Challenge 1:
Reproduce the following passage on Limusaurus and the frame shift hypothesis in full, word for word.

Given passage:
--- START ---
Here’s where we come back to Limusaurus. Xu et al. (2009) contend that, having lost topographical digit I, this theropod was in the process of turning its topographical digit II into a developmental digit I. In other words, that its hand provides evidence for the frame shift hypothesis. Because Limusaurus is basal to Tetanurae (the theropod clade that includes birds and all of the more bird-like theropods), then the digits I-III we see in all tridactyl tetanurans are, after all, topographical digits II-IV, and the frame shift occurred well prior to the origin of birds. If true, this would provide a tidy explanation of the supposed discrepancy that exists between the embryological data and the inferences that palaeontologists have made from fossils. This is the main take-home message from Xu et al. (2009), and it’s the bit of the paper that everyone is talking about.
However…
By this way, this debate is pretty involved, so well done if you’ve followed it so far.
However… how sure are we that Limusaurus was really caught in the act of ‘frame shifting’? There’s no doubt that its digit I was absent, but was its topographical digit II really morphing into a ‘new thumb’? I’m not convinced. While metacarpal II in Limusaurus does possess a few subtle features normally seen on metacarpal I (such as a dorsolateral flange), we may just as well be seeing a very weird, reduced little hand where all the digits were becoming short and stumpy.
--- END ---
Raw data:
--- START ---
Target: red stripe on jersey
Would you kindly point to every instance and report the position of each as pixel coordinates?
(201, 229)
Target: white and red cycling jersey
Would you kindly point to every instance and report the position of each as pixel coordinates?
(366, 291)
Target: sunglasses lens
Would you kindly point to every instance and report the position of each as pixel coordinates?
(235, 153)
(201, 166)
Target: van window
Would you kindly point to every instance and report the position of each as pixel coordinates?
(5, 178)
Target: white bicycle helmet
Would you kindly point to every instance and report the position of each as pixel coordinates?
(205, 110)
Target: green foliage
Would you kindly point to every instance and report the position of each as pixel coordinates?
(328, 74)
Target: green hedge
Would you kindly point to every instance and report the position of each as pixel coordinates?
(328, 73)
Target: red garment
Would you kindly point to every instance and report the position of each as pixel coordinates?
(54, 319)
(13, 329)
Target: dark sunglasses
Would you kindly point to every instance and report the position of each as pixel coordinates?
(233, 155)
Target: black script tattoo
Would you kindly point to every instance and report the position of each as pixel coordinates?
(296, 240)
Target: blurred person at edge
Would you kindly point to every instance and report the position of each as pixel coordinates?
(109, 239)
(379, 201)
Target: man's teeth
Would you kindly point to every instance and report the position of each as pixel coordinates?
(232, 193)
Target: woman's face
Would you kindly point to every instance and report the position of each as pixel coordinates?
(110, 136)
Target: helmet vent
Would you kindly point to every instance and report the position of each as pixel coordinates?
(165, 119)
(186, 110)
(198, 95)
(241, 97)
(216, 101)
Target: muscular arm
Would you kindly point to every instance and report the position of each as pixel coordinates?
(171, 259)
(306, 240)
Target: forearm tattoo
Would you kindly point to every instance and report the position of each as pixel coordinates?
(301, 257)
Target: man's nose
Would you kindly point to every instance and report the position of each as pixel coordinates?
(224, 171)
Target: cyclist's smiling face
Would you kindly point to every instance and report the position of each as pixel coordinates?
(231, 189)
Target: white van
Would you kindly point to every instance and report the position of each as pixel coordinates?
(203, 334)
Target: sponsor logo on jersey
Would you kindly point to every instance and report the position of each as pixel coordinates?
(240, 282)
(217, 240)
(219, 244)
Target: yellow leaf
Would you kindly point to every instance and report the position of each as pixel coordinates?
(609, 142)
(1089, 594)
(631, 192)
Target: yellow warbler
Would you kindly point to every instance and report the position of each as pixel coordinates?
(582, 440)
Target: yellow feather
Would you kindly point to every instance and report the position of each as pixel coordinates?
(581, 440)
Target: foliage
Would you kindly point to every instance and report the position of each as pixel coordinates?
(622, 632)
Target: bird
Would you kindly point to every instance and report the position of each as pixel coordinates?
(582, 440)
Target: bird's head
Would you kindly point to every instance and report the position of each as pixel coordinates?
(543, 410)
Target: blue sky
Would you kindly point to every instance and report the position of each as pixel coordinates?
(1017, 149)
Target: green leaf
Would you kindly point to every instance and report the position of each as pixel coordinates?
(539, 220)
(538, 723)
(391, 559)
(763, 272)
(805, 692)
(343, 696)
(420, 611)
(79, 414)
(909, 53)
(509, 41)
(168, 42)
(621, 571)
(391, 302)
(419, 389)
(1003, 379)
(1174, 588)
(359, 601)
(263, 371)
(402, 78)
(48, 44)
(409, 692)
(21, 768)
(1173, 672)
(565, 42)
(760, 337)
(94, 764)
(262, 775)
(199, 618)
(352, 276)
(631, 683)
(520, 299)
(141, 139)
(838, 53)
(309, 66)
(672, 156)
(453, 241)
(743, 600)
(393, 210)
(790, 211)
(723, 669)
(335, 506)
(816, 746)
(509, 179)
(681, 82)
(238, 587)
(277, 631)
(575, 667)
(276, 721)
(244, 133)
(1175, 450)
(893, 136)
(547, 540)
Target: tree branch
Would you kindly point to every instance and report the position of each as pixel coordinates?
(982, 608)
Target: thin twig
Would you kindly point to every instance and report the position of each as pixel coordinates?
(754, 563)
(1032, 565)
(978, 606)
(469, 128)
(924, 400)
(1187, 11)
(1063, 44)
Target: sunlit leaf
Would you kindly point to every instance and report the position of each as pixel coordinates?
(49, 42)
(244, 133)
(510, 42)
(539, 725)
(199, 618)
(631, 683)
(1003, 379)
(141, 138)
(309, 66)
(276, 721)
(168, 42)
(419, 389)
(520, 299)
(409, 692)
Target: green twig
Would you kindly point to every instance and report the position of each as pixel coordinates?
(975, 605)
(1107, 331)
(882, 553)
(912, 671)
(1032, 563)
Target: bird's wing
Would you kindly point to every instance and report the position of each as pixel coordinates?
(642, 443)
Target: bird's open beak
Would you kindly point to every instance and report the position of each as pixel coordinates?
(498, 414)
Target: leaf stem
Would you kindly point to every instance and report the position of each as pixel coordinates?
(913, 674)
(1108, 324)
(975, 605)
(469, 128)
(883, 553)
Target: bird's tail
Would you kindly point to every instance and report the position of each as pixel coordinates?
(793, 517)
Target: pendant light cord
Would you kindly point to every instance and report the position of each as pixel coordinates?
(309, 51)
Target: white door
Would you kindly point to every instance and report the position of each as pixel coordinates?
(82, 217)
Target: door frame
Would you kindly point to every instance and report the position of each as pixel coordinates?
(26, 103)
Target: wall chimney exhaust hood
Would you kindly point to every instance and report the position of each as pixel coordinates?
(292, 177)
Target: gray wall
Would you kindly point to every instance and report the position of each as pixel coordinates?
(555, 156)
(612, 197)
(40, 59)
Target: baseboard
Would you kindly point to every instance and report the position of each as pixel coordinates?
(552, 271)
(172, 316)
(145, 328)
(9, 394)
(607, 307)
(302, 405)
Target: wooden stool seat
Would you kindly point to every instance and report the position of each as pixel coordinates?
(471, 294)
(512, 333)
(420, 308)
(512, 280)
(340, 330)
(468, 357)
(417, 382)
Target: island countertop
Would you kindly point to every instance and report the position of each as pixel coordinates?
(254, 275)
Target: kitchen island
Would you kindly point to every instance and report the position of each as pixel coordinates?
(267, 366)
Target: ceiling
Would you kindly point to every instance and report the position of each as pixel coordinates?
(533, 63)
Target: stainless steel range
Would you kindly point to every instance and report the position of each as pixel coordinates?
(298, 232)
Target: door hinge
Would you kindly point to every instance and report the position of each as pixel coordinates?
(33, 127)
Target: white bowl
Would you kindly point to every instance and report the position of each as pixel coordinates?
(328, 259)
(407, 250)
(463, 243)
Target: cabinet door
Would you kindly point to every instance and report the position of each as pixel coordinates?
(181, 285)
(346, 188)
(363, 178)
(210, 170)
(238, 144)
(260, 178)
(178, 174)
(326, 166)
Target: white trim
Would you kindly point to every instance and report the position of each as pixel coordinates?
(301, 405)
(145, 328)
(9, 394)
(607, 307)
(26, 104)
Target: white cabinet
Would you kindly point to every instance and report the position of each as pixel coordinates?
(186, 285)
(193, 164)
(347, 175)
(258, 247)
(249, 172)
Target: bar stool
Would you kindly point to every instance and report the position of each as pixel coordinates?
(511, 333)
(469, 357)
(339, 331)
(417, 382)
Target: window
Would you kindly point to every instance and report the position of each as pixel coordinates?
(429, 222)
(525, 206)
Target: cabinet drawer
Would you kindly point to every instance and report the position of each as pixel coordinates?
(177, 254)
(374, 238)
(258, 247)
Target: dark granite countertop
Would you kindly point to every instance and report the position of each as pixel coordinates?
--- END ---
Challenge 2:
From the records above, extract every line that contains the string "leaf".

Correct output 1:
Here’s where we come back to Limusaurus. Xu et al. (2009) contend that, having lost topographical digit I, this theropod was in the process of turning its topographical digit II into a developmental digit I. In other words, that its hand provides evidence for the frame shift hypothesis. Because Limusaurus is basal to Tetanurae (the theropod clade that includes birds and all of the more bird-like theropods), then the digits I-III we see in all tridactyl tetanurans are, after all, topographical digits II-IV, and the frame shift occurred well prior to the origin of birds. If true, this would provide a tidy explanation of the supposed discrepancy that exists between the embryological data and the inferences that palaeontologists have made from fossils. This is the main take-home message from Xu et al. (2009), and it’s the bit of the paper that everyone is talking about.
However…
By this way, this debate is pretty involved, so well done if you’ve followed it so far.
However… how sure are we that Limusaurus was really caught in the act of ‘frame shifting’? There’s no doubt that its digit I was absent, but was its topographical digit II really morphing into a ‘new thumb’? I’m not convinced. While metacarpal II in Limusaurus does possess a few subtle features normally seen on metacarpal I (such as a dorsolateral flange), we may just as well be seeing a very weird, reduced little hand where all the digits were becoming short and stumpy.

Correct output 2:
Target: yellow leaf
Target: green leaf
Target: sunlit leaf
Target: leaf stem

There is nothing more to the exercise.